This is a great discussion.
When a designer is planning to develop a “sustainable product,” what should be the goal?
Using recycled content is a great place to start, but this single definition of a sustainable product is incomplete. For example, recycled content can be subject to contamination by toxic heavy metals, coatings, colorants (e.g., chlorinated pigments in green, red or yellow printing inks) or other additives from its previous application.
This is where an ounce of prevention can readily surpass a pound of cure. In addition to looking back in time (up the supply chain) for a recycled material -- requiring the supplier to document the chain of custody and previous application of the material, verifying ingredient formulation to the greatest extent possible, and testing for the most likely contaminants -- a designer also should look forward in time, and design the next application to enable future recycling of the material. Components within a product should be combined in a way that facilitates easy disassembly after the use phase, to divide the materials into their separate recycling streams.

— EXERCISE AIM —
Resume the passage on designing sustainable products with recycled content, starting after its final sentence about separating materials into their recycling streams.

— RECORDS —
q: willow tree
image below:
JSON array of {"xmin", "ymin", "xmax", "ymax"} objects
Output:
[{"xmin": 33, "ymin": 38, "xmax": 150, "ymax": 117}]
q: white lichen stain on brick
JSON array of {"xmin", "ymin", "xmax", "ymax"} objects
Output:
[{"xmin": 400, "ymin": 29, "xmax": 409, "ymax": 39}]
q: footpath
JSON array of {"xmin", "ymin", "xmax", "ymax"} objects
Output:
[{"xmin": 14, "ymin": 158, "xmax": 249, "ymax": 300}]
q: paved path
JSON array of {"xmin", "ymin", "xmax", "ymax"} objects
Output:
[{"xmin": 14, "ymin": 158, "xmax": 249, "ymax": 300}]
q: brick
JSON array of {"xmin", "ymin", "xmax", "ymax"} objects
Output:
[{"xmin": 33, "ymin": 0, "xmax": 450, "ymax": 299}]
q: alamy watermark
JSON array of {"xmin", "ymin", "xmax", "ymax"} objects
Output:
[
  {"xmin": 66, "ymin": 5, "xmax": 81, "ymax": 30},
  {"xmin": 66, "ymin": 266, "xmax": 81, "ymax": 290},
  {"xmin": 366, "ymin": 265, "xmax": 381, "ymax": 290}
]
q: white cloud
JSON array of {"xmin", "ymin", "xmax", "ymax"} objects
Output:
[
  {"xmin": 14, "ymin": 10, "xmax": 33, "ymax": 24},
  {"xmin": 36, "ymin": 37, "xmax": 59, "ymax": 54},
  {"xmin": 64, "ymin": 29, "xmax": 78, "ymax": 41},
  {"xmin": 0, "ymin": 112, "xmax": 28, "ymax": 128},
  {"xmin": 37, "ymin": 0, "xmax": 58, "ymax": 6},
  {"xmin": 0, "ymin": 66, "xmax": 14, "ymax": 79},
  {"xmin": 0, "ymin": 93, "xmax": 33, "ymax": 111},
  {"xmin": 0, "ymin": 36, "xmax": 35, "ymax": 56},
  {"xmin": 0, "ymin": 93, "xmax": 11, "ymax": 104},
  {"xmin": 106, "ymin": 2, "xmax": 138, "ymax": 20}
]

— RESPONSE TO THIS EXERCISE —
Ideally, a designer also should collaborate with other organizations -- governments managing public recycling systems, companies that collect and haul discarded materials, processors of recovered materials, manufacturers or suppliers that could use the material in the future, and others -- to help enhance the system to recover the product after its use and recycle its component materials.
Product sustainability cannot be judged by a single attribute, such as recycled content, ingredient composition or recycling used materials, when such items are inextricably linked and should be intentionally developed to work together as effectively as possible.